>> BEGIN Given passage

Binary spike train data is a specific type of timeseries data in which a ‘1’ represents the onset of an event of interest and a ‘0’ represents instances when an onset did not occur (also known as “point process data”). This type of time series data is used to compute inter-onset intervals, i.e., the duration of time between the onset of consecutive events or to construct likelihood models of an event’s occurrence.

Note that any event sequence data can be transformed into a timeseries. Additionally, timeseries data can be transformed into event data, although for continuous timeseries this may require setting thresholds to “parse” the data into distinct events. Finally, event data can be transformed to binary spike trains by including only the onsets of the events in the binary spike train timeseries. This is critical as some analyses require one data format rather than the other. In particular, event data inputs are used in Modules 1 and 2 (Visualization), timeseries data inputs are used in Modules 1, 2 (Visualization) and 4 (Recurrence Quantification Analysis), and binary spike train inputs are used in Modules 3 (Burstiness analysis) and 5 (Granger Causality).

Sample Data and Scripts

This module includes seven scripts as well as step-by-step tutorial instructions in the readme.md.

Data

To introduce readers to timeseries and event data type, this module includes samples of simple data from a study of the development of joint activity, which examined frame-by-frame annotations of all mother and infant gaze and touching behaviors to a set of three available objects (de Barbaro et al., 2016b). Additionally, it includes several sample files exported from the annotation software Mangold (Mangold, 2017) that will be used to practice data import and data format transformation. The files contain multiple dimensions of data, including mother and infant affect events. Users will also create visualizations with this sample dataset in Module 2.

Scripts

The first script (programmingBasics.m) provides basics of data file import and data manipulation, including accessing and appending values into data arrays as well as calculating basic features of behavioral temporal data. Two additional scripts provide basics for plotting and modifying simple event and timeseries data (timeseriesBasics.m and eventDataBasics.m). These scripts allow users to view behavioral data with simple plots and provide syntax for common modifications of color and line specification and finishing touches for axes and titles. They also introduce users to techniques for summarizing and combining data streams, as well as “for loops” for cycling through arrays. All three scripts are designed to be run one line at a time, with scripted material designed to showcase various types of manipulations and their outputs, as detailed in the readme.md file and the inline documentation in scripts. Additionally, the first two scripts contain practice problems with solutions to challenge the user to begin independently modifying scripts.

>> END Given passage

Given instruction A:
According to the passage on behavioral timeseries data, why is it critical that event data, timeseries data, and binary spike trains can be transformed into one another? Answer in one to three sentences.
Given instruction B:
In the passage on behavioral timeseries data, which modules use binary spike train inputs?
Given instruction C:
Continue the passage on behavioral timeseries data from its final sentence, keeping its style and subject.

>> BEGIN Supplied material

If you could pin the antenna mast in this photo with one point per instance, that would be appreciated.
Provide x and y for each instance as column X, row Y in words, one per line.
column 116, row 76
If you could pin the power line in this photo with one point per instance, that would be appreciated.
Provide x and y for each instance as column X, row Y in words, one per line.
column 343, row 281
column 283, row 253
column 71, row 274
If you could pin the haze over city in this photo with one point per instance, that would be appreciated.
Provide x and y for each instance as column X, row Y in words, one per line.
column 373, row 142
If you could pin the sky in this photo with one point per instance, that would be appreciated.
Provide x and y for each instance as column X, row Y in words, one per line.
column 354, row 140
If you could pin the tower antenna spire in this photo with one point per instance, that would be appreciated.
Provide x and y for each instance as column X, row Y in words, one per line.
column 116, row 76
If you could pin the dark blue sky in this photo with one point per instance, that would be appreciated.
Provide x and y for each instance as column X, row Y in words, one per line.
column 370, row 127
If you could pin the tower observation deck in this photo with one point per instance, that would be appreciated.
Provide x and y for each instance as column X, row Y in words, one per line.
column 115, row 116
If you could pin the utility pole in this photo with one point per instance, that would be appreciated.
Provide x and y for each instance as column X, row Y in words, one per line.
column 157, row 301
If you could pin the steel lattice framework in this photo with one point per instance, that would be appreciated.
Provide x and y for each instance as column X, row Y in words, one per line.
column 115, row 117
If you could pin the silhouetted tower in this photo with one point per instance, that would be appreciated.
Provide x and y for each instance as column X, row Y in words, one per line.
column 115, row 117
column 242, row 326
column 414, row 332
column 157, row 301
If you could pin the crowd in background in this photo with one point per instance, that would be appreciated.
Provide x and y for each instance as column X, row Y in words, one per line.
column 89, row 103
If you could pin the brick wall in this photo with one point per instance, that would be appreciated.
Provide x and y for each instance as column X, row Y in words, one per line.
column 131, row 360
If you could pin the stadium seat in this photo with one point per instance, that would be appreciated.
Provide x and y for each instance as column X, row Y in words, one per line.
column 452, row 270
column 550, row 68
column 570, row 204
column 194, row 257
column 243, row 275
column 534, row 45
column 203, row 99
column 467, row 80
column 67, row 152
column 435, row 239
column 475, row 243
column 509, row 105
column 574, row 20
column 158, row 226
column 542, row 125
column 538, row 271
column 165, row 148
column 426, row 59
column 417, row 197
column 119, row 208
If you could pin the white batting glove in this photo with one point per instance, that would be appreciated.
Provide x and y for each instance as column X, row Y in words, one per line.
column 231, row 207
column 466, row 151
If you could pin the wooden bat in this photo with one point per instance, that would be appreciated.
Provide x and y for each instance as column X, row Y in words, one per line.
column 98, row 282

>> END Supplied material

Response A:
It is critical because some analyses require one data format rather than another. Different modules take different inputs. Event data is used in Modules 1 and 2, timeseries data in Modules 1, 2, and 4, and binary spike trains in Modules 3 and 5.

Response B:
Modules 3 (Burstiness analysis) and 5 (Granger Causality).

Response C:
The fourth script guides the users through the process of importing and transforming event-coded data from common annotation software. Outputs from annotation software typically contain both numerical and text data which are difficult to import using common file read functions. The annotationImport.m script provides code to transform outputs of annotation software into a clean event-data format that can be easily manipulated and accessed in Matlab and will be used in Module 2. The fifth and sixth scripts, convertEvents2Timeseries.m and convertTimeSeries2Events.m, offer codes to convert imported event data sequences into timeseries format and timeseries data into event format temporal data. Finally, the script convertEvents2Binaryspikes.m can be used to convert event data exported by the annotationImport.m function into binary spike train data. These scripts thus allow researchers to more easily transform their own input data for use in subsequent modules, as well as other potential applications.

Module 2: Getting to Know Your Data: Visualization of High-Density Multi-Modal Interactions

This module introduces more complex techniques for visualizing behavioral data streams. With advances in video and sensing technology, it is increasingly possible for researchers use high-density multidimensional data to gain insight into the real-time processes of behavior (de Barbaro, 2019). For example, researchers interested in understanding of early emotion regulation could annotate—or potentially automatically detect markers of—frame-by-frame changes in mother and child affect, gaze, and patterns of touching to examine real-time strategies mothers utilize to regulate children’s distress and their impacts on subsequent soothing (see, e.g., Ye et al., 2012; Kim and Clements, 2015; de Barbaro et al., n.d.). These annotations could be further synchronized with heart rate or electrical brain signals (de Barbaro et al., 2017; Wass et al., 2019) to examine concurrent physiological regulation, or to assess whether individual differences in physiology might moderate the impacts of mothers’ regulation efforts.

Data visualization can highlight the structure of such complex behavioral processes within and between participants, providing researchers key insights throughout the analytical process (Gnisci et al., 2008). In early stages of analysis, visualizations of raw or minimally processed data can provide insights into underlying patterns and regularities. Critically, the novelty of high-density multimodal datasets means social scientists have limited vocabulary and insight into these data at such high levels of granularity. In this case, summarizing data using prespecified measures can be misleading, and has the potential to overlook the most relevant or interesting features of the data. By providing access to raw data for inspection, visualizations can highlight temporal or multi-modal structure that may not be specified by existing theory (Yu et al., 2012).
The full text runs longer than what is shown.